**Task objective**
In the data below, find every line with the word "cabinet" and copy it out.

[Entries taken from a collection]

-=-=-

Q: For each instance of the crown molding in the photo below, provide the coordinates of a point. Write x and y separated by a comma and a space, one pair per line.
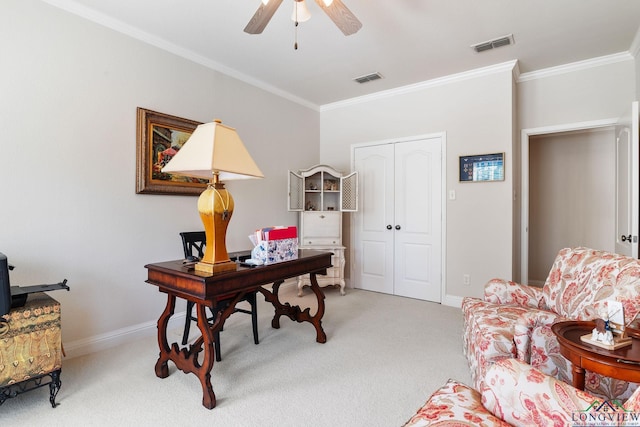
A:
575, 66
124, 28
440, 81
634, 50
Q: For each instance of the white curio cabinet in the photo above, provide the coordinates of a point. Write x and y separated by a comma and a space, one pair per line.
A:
321, 194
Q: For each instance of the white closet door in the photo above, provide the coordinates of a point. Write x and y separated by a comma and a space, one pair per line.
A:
397, 229
417, 229
373, 243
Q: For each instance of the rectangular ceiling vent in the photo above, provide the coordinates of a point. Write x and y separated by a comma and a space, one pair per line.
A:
368, 78
495, 43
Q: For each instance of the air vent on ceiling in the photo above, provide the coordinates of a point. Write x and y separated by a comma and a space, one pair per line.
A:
495, 43
368, 78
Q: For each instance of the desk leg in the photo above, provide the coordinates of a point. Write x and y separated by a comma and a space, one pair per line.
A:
578, 376
187, 359
162, 369
295, 313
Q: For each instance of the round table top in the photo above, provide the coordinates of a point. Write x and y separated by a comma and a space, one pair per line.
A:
569, 333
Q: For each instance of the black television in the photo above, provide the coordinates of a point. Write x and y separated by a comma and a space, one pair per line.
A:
16, 296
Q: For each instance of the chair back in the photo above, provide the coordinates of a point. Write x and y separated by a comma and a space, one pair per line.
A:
193, 243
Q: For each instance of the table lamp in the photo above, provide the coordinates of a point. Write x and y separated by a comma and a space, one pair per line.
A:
214, 152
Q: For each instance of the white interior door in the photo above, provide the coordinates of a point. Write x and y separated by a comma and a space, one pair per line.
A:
417, 230
627, 183
398, 226
373, 243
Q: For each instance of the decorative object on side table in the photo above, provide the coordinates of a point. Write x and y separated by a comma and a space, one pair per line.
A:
609, 331
215, 152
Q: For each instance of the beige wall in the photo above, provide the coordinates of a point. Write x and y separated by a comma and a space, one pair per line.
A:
571, 202
70, 89
476, 114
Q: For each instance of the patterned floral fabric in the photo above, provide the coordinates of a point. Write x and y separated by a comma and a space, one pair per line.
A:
454, 405
30, 341
515, 393
523, 396
515, 320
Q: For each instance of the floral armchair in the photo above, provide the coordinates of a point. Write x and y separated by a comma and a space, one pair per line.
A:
514, 320
515, 393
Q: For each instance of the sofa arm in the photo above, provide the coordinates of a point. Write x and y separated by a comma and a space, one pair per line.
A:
500, 291
524, 327
521, 395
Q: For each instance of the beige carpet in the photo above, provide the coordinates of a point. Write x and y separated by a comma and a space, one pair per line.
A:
384, 356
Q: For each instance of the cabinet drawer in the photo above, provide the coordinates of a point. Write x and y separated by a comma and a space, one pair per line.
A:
321, 228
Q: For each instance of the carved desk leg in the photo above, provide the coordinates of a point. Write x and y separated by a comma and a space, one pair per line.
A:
162, 369
187, 359
316, 320
204, 372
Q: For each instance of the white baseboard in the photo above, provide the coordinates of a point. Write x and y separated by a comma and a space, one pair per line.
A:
122, 336
452, 301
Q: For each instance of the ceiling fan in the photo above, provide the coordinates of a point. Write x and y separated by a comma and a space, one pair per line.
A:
335, 9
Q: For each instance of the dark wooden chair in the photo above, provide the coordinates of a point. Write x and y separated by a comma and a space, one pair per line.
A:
193, 244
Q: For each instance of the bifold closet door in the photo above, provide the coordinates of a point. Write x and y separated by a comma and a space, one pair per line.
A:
397, 229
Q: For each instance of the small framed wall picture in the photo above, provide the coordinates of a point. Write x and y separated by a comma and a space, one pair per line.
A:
482, 168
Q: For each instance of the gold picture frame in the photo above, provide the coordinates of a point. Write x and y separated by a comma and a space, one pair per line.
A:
159, 137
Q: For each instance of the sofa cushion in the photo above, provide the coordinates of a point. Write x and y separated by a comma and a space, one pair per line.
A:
524, 396
454, 404
582, 279
488, 334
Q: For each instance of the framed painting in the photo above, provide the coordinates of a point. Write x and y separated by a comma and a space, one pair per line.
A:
482, 168
159, 138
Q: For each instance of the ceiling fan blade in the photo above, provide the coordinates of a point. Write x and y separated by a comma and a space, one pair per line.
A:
341, 16
262, 17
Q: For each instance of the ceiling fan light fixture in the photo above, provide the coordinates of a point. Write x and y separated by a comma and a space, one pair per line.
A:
300, 11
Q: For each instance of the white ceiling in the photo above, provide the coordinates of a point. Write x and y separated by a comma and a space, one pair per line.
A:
407, 41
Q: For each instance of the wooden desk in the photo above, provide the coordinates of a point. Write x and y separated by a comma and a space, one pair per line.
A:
176, 280
623, 363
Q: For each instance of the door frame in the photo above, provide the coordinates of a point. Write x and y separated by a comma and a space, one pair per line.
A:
524, 185
443, 218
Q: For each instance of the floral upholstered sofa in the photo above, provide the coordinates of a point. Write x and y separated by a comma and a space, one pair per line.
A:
515, 393
514, 320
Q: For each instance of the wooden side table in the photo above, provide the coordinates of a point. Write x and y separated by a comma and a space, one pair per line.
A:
623, 363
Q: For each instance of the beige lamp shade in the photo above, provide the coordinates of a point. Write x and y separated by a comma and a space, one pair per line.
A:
214, 148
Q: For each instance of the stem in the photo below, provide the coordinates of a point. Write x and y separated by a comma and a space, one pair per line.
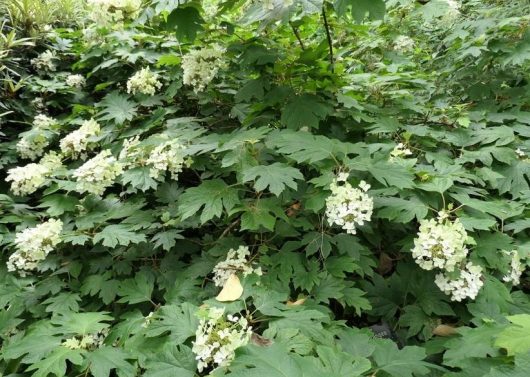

-=-=-

**Response to this task**
Q: For each instance of the white curio cabinet in the photo above, provide the coordinates of a point. Write x and y separated by a comma and a space, one pair per line.
Q: For each instance of the cabinet drawer in the photo above, provide the coordinates of a point. Write x and y separated by a comma and a space, one pair per line.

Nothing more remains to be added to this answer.